- Written exercise 1
Using the passage on the Electoral College below, decide whether each statement agrees with it: (a) The Virginia Plan would have given each state equal representation. (b) James Madison favored direct election of the president. (c) The framers wanted Congress to select the president. Answer yes or no for each, quoting the deciding words.

- Provided text
--- begin ---
Я ни за, ни против коллегии избирателей, но насколько я понимаю, изначально она была введена из-за условий, которые существовали на тот момент, и уже не очень применимы к нашему времени.
How did the Constitution's framers decide on the Electoral College system?
ROSEN
Well, this is a remarkable story. Robert Dahl, one commentator, says that deliberations on selecting the president suggest a group of baffled and confused men who finally settle on a solution more out of desperation than confidence, so, here, in a nutshell, are some considerations. There was a big debate in the Constitutional Convention about the appropriate representation of big and small states. The Virginia Plan would have allotted representation in Congress by population.
The New Jersey Plan would have given equal representation to each state. And, of course, the final compromise, the Connecticut Compromise put population for Congress and equal representation for the Senate. Then it came time to choose the president, and the framers were debating among three different possibilities. One was selection by Congress, which they didn't want 'cause they thought it would violate the separation of powers. Congress would have too much power over the president.
The second was a selection by state legislators, which they thought would give too much power to the state governors and legislators. And the final possibility was direct election, which James Madison and James Wilson and other framers favored. However, there was a fear that direct election would both lead to a kind of kingly figure who would have too much power and also that voters didn't know the national candidates well enough and therefore would only vote for their parochial candidates and not for a single representative.
--- end ---
- Records for this task
--- begin ---
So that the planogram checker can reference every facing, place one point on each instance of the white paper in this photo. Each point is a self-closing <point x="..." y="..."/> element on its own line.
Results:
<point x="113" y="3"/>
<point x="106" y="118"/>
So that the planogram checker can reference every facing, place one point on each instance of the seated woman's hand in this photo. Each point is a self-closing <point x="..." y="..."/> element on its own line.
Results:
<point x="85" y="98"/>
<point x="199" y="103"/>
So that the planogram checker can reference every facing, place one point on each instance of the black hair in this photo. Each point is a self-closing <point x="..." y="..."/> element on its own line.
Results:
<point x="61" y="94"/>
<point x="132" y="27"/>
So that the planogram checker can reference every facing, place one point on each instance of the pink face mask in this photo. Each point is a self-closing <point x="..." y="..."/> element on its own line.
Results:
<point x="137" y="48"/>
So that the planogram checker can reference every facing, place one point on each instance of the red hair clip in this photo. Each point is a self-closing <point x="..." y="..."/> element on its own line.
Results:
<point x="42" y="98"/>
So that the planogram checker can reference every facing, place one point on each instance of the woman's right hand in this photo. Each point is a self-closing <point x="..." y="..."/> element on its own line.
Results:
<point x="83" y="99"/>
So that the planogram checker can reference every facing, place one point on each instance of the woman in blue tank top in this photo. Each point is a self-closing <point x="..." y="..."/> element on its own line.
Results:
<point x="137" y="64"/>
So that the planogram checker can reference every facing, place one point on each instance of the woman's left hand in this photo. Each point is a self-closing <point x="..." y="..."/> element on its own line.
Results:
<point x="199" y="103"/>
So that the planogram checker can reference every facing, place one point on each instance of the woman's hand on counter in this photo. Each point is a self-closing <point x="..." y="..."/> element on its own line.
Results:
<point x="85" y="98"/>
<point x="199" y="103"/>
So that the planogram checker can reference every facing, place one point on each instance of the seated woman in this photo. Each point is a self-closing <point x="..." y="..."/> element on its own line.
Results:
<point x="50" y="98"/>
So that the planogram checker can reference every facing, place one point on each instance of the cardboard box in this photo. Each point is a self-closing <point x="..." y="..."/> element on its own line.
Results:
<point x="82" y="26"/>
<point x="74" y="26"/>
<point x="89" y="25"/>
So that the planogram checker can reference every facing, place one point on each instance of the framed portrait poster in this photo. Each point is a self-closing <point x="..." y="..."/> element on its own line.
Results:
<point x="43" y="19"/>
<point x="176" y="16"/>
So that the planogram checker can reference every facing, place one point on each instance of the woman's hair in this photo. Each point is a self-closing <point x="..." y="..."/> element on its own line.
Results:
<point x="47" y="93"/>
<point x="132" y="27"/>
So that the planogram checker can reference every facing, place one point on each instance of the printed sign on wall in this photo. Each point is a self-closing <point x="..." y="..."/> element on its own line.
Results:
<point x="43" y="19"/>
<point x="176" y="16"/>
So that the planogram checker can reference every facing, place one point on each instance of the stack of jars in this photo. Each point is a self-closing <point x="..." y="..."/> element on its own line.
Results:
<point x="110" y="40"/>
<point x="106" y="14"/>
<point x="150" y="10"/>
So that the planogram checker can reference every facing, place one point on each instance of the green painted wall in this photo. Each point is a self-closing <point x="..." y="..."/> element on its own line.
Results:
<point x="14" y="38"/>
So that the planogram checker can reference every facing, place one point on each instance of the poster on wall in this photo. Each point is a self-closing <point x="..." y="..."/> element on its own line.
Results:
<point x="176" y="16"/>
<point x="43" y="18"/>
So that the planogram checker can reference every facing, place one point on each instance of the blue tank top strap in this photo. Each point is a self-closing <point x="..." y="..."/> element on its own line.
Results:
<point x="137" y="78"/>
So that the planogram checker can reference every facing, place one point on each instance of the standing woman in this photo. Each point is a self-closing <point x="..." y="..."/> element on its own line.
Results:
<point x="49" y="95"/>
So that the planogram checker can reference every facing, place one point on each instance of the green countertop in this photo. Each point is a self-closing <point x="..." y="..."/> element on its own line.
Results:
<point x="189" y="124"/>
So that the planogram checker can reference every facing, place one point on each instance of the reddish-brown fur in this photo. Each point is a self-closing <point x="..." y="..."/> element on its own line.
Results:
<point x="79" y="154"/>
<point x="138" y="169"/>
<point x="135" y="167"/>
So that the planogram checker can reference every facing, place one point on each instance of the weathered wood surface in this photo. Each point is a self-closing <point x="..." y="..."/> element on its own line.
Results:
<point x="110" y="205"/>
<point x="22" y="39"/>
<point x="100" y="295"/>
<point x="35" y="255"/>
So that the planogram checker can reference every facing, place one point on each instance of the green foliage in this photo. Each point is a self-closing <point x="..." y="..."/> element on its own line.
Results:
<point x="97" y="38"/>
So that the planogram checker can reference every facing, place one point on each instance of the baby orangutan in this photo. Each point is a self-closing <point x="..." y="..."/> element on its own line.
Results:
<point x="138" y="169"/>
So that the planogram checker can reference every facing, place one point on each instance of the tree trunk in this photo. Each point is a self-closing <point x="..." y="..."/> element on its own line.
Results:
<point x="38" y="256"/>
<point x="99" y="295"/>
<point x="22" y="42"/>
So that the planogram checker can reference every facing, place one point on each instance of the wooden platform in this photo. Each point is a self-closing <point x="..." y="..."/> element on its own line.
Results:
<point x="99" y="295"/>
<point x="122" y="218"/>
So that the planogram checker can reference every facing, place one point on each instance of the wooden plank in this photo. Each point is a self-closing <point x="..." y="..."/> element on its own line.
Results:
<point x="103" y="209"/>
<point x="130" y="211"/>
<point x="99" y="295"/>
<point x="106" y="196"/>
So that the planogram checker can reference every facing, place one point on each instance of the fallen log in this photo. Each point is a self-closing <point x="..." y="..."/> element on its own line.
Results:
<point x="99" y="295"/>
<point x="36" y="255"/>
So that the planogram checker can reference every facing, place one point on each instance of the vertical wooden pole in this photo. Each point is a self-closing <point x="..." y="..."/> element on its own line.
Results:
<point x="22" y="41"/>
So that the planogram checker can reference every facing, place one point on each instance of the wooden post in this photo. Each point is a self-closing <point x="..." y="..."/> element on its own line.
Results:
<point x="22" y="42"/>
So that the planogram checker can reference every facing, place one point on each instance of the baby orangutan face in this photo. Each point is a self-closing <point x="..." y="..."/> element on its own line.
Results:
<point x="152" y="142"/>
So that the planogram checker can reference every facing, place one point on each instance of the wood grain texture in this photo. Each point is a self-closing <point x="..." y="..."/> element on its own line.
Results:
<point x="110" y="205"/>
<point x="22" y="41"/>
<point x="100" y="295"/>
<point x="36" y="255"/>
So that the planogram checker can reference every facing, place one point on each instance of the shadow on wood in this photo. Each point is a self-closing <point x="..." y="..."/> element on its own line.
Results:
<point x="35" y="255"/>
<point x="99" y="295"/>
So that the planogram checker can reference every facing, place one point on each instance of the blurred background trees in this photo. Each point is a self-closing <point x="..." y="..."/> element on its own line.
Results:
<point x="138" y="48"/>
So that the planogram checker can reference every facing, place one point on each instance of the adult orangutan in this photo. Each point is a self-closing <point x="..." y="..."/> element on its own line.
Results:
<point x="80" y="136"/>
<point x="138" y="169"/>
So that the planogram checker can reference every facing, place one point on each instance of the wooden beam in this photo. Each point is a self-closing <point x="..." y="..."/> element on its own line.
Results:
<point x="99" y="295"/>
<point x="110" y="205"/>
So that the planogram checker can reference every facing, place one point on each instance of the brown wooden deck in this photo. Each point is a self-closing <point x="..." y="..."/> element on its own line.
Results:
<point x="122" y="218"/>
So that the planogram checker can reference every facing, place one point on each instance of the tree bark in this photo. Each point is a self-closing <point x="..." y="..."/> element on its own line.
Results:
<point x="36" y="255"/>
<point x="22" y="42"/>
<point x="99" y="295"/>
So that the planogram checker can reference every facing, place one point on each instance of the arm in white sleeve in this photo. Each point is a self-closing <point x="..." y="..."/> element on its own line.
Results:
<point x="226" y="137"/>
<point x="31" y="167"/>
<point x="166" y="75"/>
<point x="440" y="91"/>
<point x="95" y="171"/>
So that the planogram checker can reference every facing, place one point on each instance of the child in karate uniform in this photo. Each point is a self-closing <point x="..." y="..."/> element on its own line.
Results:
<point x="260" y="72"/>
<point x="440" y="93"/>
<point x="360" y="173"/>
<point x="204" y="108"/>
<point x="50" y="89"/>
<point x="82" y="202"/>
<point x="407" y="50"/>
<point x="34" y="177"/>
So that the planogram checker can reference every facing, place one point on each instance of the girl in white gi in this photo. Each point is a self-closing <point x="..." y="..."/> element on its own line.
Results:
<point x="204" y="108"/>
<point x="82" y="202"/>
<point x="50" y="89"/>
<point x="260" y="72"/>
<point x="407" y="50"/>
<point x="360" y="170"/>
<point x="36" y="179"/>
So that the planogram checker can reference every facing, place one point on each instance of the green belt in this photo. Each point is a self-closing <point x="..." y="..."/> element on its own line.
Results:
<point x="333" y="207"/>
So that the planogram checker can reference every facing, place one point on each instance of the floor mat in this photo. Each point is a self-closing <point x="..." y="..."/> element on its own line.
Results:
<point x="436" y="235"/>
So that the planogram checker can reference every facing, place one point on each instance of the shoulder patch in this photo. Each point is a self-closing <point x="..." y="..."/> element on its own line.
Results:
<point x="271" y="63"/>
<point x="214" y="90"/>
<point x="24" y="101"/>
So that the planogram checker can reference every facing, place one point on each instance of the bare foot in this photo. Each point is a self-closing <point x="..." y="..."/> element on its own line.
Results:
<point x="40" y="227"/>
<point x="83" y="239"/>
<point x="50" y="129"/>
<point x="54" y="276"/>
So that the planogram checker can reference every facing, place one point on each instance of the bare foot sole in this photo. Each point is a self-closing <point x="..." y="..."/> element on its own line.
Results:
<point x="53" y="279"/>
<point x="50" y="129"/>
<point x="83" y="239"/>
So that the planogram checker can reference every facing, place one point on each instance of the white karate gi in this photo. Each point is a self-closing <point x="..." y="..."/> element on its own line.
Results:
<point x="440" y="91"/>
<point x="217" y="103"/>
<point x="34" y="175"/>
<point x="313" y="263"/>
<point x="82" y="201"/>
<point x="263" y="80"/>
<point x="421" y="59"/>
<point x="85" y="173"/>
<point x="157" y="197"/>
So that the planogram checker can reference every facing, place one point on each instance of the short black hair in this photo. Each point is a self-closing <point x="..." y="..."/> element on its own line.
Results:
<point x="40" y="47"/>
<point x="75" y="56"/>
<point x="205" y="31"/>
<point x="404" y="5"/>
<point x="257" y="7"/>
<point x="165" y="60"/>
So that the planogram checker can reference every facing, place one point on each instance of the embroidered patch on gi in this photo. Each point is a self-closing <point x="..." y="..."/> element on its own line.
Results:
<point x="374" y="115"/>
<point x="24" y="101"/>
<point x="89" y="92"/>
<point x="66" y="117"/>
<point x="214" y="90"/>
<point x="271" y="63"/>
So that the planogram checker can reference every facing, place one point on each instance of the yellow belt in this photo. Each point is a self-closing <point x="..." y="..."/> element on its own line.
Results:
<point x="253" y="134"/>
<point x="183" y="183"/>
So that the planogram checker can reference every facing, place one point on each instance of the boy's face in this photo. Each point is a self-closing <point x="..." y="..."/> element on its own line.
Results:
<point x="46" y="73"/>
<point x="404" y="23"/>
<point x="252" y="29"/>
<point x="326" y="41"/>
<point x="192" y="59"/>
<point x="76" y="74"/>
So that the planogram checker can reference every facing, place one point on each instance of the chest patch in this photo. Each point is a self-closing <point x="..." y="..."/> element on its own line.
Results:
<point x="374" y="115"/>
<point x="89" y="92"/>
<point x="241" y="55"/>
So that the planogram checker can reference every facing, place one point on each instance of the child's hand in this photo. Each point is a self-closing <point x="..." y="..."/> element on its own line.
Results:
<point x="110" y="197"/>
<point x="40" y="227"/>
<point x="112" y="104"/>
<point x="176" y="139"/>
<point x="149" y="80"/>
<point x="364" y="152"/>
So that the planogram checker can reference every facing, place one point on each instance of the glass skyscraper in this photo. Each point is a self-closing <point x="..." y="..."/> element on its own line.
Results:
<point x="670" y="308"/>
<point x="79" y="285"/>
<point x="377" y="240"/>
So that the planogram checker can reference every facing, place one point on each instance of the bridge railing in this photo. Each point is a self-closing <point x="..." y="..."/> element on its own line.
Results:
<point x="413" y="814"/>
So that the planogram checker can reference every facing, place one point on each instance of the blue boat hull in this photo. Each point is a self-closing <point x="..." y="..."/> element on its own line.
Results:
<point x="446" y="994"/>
--- end ---
- Written exercise 2
Pull out every line of the listing above that contains the string "foot". Case counts.

- Full answer 1
(a) No: "The Virginia Plan would have allotted representation in Congress by population."
(b) Yes: "direct election, which James Madison and James Wilson and other framers favored."
(c) No: "One was selection by Congress, which they didn't want 'cause they thought it would violate the separation of powers."

- Full answer 2
So that the planogram checker can reference every facing, place one point on each instance of the bare foot in this photo. Each point is a self-closing <point x="..." y="..."/> element on its own line.
So that the planogram checker can reference every facing, place one point on each instance of the bare foot sole in this photo. Each point is a self-closing <point x="..." y="..."/> element on its own line.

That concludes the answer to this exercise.